• **What is expected**
Rewrite every item below as a numbered list with no blank lines, and leave the pictures out of your answer.

• **The input**
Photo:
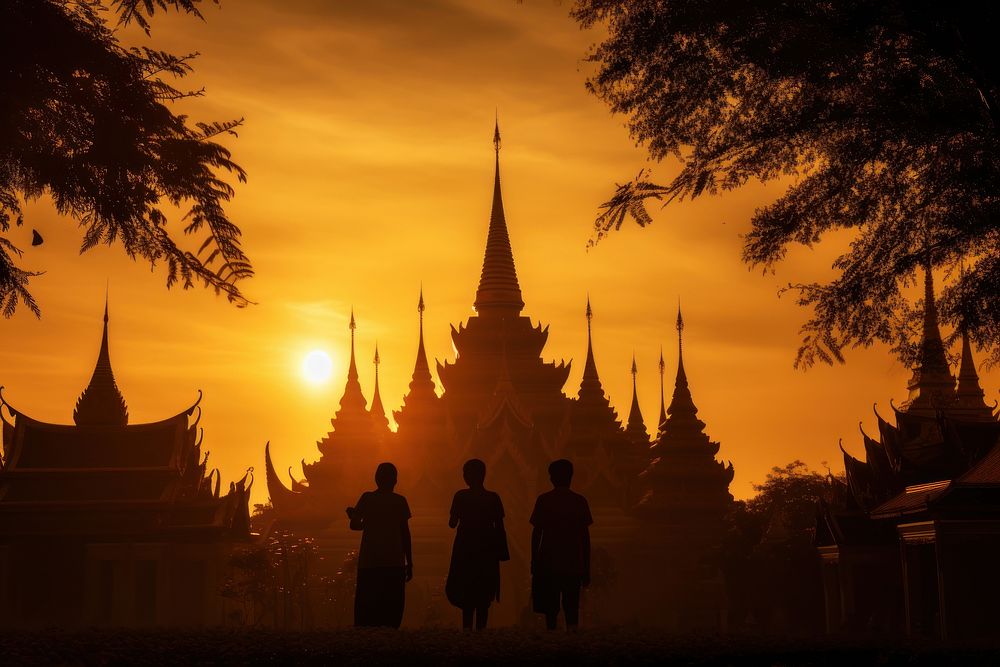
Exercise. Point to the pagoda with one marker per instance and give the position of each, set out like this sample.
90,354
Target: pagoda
636,427
421,444
349,454
607,460
107,523
503,403
908,540
685,483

• **Final answer**
1. Photo:
2. Exercise. Point to the pagoda with one marker per instance and give the position of each, set out like this sample.
3. 90,354
4. Target: pagoda
5. 636,427
6. 421,444
7. 349,454
8. 607,460
9. 107,523
10. 503,403
11. 908,540
12. 685,483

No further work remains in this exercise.